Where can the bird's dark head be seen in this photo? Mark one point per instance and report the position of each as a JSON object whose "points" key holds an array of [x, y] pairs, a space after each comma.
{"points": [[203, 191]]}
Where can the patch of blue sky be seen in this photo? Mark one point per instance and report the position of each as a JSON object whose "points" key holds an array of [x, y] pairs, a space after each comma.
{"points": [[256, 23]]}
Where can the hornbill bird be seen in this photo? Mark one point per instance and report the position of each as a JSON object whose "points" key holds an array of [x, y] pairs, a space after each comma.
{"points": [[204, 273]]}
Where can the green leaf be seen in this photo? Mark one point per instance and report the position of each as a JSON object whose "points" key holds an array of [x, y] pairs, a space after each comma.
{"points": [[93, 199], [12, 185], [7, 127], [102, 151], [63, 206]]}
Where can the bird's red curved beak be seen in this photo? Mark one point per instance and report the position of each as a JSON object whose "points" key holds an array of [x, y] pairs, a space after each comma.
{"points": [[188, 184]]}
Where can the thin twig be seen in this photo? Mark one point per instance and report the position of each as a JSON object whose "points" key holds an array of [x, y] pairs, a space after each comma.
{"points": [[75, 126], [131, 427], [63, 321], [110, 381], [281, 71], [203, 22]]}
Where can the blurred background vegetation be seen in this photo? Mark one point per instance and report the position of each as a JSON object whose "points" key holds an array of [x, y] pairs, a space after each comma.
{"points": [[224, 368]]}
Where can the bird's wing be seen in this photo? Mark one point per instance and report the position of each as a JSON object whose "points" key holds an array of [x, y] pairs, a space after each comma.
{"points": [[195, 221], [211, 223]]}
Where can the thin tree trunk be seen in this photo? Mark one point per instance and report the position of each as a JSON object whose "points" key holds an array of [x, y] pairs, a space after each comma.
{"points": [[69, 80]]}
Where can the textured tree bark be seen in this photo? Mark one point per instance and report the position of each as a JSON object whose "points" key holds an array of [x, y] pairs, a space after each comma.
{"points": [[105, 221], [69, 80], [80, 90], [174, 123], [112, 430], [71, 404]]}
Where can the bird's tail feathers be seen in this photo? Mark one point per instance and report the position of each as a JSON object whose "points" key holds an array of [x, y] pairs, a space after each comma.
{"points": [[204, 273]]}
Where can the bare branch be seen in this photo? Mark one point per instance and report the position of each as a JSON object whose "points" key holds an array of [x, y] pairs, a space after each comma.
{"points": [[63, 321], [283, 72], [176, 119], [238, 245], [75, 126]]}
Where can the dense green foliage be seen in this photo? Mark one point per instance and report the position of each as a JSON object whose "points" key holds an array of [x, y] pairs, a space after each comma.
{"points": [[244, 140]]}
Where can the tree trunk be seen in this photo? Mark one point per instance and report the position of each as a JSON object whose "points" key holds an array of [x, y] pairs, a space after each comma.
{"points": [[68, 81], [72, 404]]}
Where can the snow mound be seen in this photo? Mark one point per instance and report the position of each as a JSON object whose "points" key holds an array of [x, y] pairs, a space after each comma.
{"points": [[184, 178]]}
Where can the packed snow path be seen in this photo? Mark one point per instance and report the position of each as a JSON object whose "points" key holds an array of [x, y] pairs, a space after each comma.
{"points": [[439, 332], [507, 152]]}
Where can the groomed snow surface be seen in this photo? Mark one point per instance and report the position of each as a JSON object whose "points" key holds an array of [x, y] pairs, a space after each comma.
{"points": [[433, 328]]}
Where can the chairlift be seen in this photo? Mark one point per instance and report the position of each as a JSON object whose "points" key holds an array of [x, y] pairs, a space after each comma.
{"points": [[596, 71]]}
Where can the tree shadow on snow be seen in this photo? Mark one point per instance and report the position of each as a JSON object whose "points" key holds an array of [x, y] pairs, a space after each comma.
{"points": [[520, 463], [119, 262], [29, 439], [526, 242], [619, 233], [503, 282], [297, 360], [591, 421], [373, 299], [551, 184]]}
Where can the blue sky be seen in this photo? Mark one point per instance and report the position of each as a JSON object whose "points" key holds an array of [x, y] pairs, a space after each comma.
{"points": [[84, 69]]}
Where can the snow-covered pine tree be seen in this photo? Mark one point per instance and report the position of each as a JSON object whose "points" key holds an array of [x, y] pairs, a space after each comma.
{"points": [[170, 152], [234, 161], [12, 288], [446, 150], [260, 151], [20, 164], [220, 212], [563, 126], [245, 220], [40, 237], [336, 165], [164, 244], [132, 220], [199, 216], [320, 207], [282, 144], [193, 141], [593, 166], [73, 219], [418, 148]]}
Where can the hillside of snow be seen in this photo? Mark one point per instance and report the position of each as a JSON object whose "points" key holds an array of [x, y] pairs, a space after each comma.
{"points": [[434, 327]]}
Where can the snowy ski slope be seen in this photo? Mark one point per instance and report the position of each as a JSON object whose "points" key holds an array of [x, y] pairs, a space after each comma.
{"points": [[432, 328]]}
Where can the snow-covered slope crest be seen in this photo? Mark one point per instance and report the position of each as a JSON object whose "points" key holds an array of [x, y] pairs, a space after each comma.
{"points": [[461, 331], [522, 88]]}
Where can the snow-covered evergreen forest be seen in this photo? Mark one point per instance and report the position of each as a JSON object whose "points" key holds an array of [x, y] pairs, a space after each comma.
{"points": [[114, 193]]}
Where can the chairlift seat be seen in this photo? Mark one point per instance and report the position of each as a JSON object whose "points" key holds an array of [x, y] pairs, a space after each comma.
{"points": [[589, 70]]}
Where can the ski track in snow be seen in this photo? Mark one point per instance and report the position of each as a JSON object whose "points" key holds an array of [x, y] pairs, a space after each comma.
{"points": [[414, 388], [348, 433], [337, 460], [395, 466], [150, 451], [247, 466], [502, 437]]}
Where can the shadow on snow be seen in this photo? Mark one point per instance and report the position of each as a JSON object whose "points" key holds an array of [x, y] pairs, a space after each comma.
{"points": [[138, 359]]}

WHAT TO WORK ON:
The material should be transcribed exactly, every line included.

SOLUTION:
Where can the bird's dark head be seen in this photo? Mark one point per instance and report the position of each as a JSON object whose "points" key holds an array of [x, y] pairs, a space after each comma.
{"points": [[203, 191]]}
Where can the patch of blue sky be seen in this photo? Mark one point per instance and report the position of each as a JSON object whose "points" key holds an array of [x, y] pairs, a space after each comma.
{"points": [[256, 23]]}
Where can the hornbill bird be seen in this photo? Mark one point per instance and report the position of each as a JSON object whose "points" key holds an array of [x, y] pairs, a space after each comma.
{"points": [[204, 273]]}
Where can the green leaf be seen in this photo? Mark one point per instance and report the position of each as a JSON object whose "points" key holds an array of [x, y] pairs, a space after each comma.
{"points": [[93, 199], [12, 185], [7, 127], [102, 151], [63, 206]]}
Where can the bird's red curved beak be seen in this photo? Mark one point per instance and report the position of each as a JSON object whose "points" key holds an array of [x, y] pairs, a space after each comma.
{"points": [[188, 184]]}
Where can the thin twig be seen in this photo? Mark one point per instance and report the position of each as a JSON object whose "points" key holds an array of [x, y] pairs, a space after each comma.
{"points": [[75, 126], [131, 427], [63, 321], [110, 381], [281, 71], [203, 22]]}
Where can the blurred background vegetation be seen in this photo? Mark one point per instance and report the position of each as a JSON object whose "points" key holds an array of [x, y] pairs, a space after each comma.
{"points": [[224, 368]]}
Where can the bird's wing be seen in this photo? Mark one point per instance and report the position of each as a JSON object whose "points" key holds an array of [x, y] pairs, a space after each comma.
{"points": [[195, 221], [211, 223]]}
Where can the thin tree trunk be seen in this photo? Mark one point per instance and report the position of each as a JSON object whose "points" key holds an array of [x, y] pairs, a space after each comma.
{"points": [[69, 80]]}
Where can the textured tree bark be seen in this photo? Mark one point per instance and report the position of each as a JSON object whose "points" key holds an array of [x, y] pairs, a space after each comma.
{"points": [[105, 221], [69, 80], [80, 90], [174, 123], [112, 430], [71, 404]]}
Where can the bird's tail feathers be seen in this photo? Mark one point per instance and report the position of each as a JSON object whose "points" key holds an array of [x, y] pairs, a space after each comma.
{"points": [[204, 273]]}
Where can the bare branch be seen in this photo? Mark one point per instance and report the position of each as a JSON object whose "points" key holds an array of [x, y] pairs, a space after each comma.
{"points": [[63, 321], [283, 72], [176, 119], [238, 245], [75, 126]]}
Where can the dense green foliage be seen in this photo? Mark one point per instance and report the position of each as a JSON object whose "points" key holds an array of [x, y] pairs, a space after each comma.
{"points": [[244, 140]]}
Where can the tree trunk be seen in this photo? Mark one point per instance and report the position of each as a JSON object whose "points" key holds an array of [x, y] pairs, a space after each comma.
{"points": [[68, 81], [72, 404]]}
Where can the snow mound be seen in this photo? Mark one point per instance and report the position of each as a JSON object whose "points" key holds an array of [x, y] pairs, a space after each comma.
{"points": [[184, 178]]}
Where can the packed snow path be seen in this photo? Mark one point per instance and report the position of each as a JSON object whose "points" key holds an array of [x, y] pairs, a space after each comma.
{"points": [[439, 332], [507, 152]]}
Where can the groomed snow surface be seen in this photo? Mark one point per instance and report the position of each as a JSON object whose "points" key holds an array of [x, y] pairs, a space after each comma.
{"points": [[433, 328]]}
Where can the chairlift be seen in this photo? Mark one point per instance and report the position of each as a JSON object whose "points" key holds an array of [x, y] pairs, a space after each comma.
{"points": [[596, 71]]}
Where can the tree shadow on snow be seen in this photo? Mark one point per instance and report the position of each as a JSON object whose "points" key holds an array of [x, y] pairs, a space after each comma.
{"points": [[520, 463], [119, 262], [29, 439], [526, 242], [619, 233], [503, 282], [297, 360], [591, 421], [373, 299], [551, 184]]}
Where can the blue sky be seen in this photo? Mark one point per instance and report the position of each as a JSON object whose "points" key holds an array of [x, y] pairs, a space after each comma.
{"points": [[84, 69]]}
Where can the snow-covered pine tree be seen in this photo? Mark one point per instance and report the position of each as a JSON object whose "points" key holds an array of [x, y] pairs, a space after each comma.
{"points": [[170, 152], [234, 161], [12, 288], [446, 150], [260, 151], [20, 164], [220, 212], [563, 126], [245, 220], [40, 237], [336, 165], [164, 244], [132, 220], [199, 216], [320, 207], [282, 144], [193, 141], [593, 166], [73, 219], [418, 148]]}
Where can the hillside of snow be seen in this photo? Mark one point per instance and report the position of each as a JSON object whose "points" key holds an array of [x, y] pairs, a space after each comma.
{"points": [[434, 327]]}
Where can the snowy ski slope be seen in this photo? Mark one point per instance and report the position of each as a JSON object whose "points" key holds an array of [x, y] pairs, a space after each comma.
{"points": [[432, 328]]}
Where can the snow-covered slope crest be seen in this photo? Mark one point per instance and report the position of each as a JSON object whose "points" key holds an array of [x, y] pairs, a space after each comma.
{"points": [[461, 331], [522, 88]]}
Where can the snow-covered evergreen forest be seen in this photo? Mark one point per instance and report the position of each as a JSON object whose "points" key holds an array of [x, y] pairs, a space after each comma.
{"points": [[114, 193]]}
Where can the chairlift seat be seen in this photo? Mark one point per instance and report the position of each as a JSON object whose "points" key holds an array of [x, y] pairs, a space after each comma.
{"points": [[589, 70]]}
Where can the ski track in snow be seen in this photo? Mark one point per instance and report the position of each as a JSON object whose "points" key holds an array of [x, y] pairs, a space after each comma.
{"points": [[414, 388], [348, 433], [337, 460], [395, 466], [150, 451], [247, 466], [502, 437]]}
Where can the shadow on snow be seen in this photo? Mark one point per instance and report the position of each as a JSON object whose "points" key holds an array of [x, y] pairs, a space after each comma.
{"points": [[138, 359]]}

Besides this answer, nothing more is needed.